What is being asked » Revise the rows below by changing every "laid out like" to "formatted as" and leaving all other text as it is. Leave the pictures out of your answer.

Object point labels
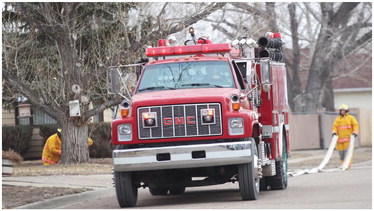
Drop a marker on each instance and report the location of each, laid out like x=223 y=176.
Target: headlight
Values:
x=149 y=119
x=236 y=126
x=207 y=117
x=124 y=132
x=236 y=123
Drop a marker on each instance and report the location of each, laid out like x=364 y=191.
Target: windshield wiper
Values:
x=155 y=87
x=202 y=84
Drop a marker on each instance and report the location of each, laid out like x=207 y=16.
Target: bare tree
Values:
x=331 y=32
x=57 y=52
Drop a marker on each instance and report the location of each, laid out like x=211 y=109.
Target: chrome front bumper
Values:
x=186 y=156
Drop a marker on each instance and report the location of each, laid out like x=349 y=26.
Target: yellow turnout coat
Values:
x=344 y=126
x=52 y=150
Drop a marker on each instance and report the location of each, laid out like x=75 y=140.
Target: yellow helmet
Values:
x=343 y=106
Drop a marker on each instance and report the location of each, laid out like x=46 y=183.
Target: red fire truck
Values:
x=204 y=114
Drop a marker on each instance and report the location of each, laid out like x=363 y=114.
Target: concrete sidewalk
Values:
x=69 y=181
x=103 y=184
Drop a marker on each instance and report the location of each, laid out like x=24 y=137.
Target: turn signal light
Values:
x=124 y=112
x=236 y=106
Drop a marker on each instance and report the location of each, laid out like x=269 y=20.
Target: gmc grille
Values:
x=182 y=120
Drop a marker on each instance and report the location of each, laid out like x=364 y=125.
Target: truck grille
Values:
x=182 y=120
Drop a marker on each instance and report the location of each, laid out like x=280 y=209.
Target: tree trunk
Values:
x=74 y=143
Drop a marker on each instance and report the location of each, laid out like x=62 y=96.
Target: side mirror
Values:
x=266 y=79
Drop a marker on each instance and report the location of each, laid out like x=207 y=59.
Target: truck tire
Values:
x=158 y=191
x=177 y=190
x=249 y=184
x=280 y=180
x=126 y=190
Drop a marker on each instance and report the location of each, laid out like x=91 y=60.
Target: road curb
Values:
x=61 y=201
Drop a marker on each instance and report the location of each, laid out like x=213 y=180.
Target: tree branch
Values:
x=35 y=98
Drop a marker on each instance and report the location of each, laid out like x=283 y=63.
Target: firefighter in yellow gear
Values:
x=52 y=149
x=344 y=126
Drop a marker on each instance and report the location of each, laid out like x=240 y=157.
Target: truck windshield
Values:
x=186 y=75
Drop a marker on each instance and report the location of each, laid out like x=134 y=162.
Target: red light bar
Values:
x=188 y=49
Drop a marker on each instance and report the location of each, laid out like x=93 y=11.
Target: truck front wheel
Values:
x=126 y=189
x=249 y=183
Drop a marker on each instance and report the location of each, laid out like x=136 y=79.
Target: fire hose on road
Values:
x=326 y=159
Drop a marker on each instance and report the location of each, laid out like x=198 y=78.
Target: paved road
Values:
x=348 y=189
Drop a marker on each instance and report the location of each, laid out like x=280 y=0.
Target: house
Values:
x=352 y=85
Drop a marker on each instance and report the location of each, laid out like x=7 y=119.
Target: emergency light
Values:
x=188 y=49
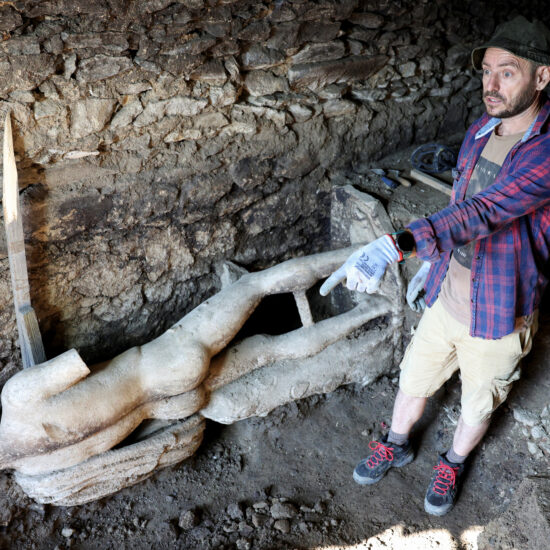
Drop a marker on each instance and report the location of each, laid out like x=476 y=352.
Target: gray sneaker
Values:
x=383 y=457
x=443 y=488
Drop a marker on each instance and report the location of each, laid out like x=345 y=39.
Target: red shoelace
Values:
x=381 y=453
x=446 y=478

Reply to the task »
Drop a marker on each instance and report the location of each, formatted as x=223 y=176.
Target: headlight
Values:
x=149 y=119
x=236 y=126
x=207 y=117
x=124 y=132
x=236 y=123
Drop a marker on each instance and report the location of each, formatted as x=364 y=191.
Target: windshield wiper
Values:
x=155 y=87
x=202 y=84
Drop a marker on each instance and report the location of each, formatted as x=207 y=16.
Target: bare tree
Values:
x=331 y=32
x=57 y=52
Drop a marker on each instance and report the location of each, formatted as x=211 y=109.
Target: chrome front bumper
Values:
x=186 y=156
Drop a marker on each instance and report the location of each, formatted as x=349 y=26.
Target: yellow turnout coat
Values:
x=344 y=126
x=52 y=150
Drop a marker on each instance and report the location of each, formatted as x=75 y=140.
Target: yellow helmet
Values:
x=343 y=106
Drop a marker on each instance and report the location of each, formatted as x=46 y=183.
Target: red fire truck
Values:
x=204 y=114
Drop a marker on each instance and report the location of each, formatted as x=363 y=114.
Target: concrete sidewalk
Values:
x=69 y=181
x=103 y=184
Drop a marker on each instance and report the location of each, formatted as x=24 y=137.
Target: turn signal light
Values:
x=124 y=112
x=236 y=106
Drop a marker on each instance and report the location of each, formatted as x=269 y=20.
Target: gmc grille
Values:
x=182 y=120
Drop a marker on each instance and report the location of each, formatted as x=364 y=125.
Target: truck grille
Values:
x=182 y=120
Drop a marker on each instance and report the location of each, formatted as x=280 y=209.
Target: tree trunk
Values:
x=74 y=143
Drop a marker on each instance and report the location of each, formatted as x=62 y=96.
Target: side mirror
Values:
x=266 y=79
Drop a marker on each instance and report the location of each, formatted as x=207 y=59.
Target: truck tire
Values:
x=158 y=191
x=177 y=190
x=249 y=184
x=280 y=180
x=126 y=190
Drop a marker on each instance and report the location of each, formatted as x=91 y=60.
Target: road curb
Values:
x=61 y=201
Drop a marker on each instance and report the location of each, formatted as x=213 y=180.
Target: tree branch
Values:
x=35 y=98
Drop a marker on each instance and report the location of each, formatted as x=283 y=63.
Target: firefighter in yellow gear
Values:
x=52 y=149
x=344 y=126
Drop a marker on each instance and report the location of each, formatted as x=240 y=157.
Target: truck windshield
Values:
x=186 y=75
Drop a marker on each instance and report the location of each, formatted as x=134 y=162.
Target: red light bar
Values:
x=188 y=49
Drop a marker on each instance and report the location of each, formatted as x=93 y=11.
Target: truck front wheel
Values:
x=126 y=189
x=249 y=183
Drop a marker on each instance and report the location of each, formatted as x=136 y=79.
Target: fire hose on road
Values:
x=326 y=159
Drop a marker on each instance and report the location of each, formatted as x=198 y=78.
Target: paved road
Values:
x=348 y=189
Drop a marker on each instance and report the location of each, formatted as x=280 y=0.
Target: house
Values:
x=352 y=85
Drop a marker on each instance and report the location of each, formatted as x=7 y=119.
Target: emergency light
Values:
x=188 y=49
Drop a marker on each instance and report the location of each, formatted as x=476 y=352.
Target: gray sneaker
Values:
x=383 y=457
x=443 y=488
Drop a marker on each instance and report the location of each, formatted as x=345 y=39.
Target: red shoelace
Values:
x=381 y=453
x=446 y=478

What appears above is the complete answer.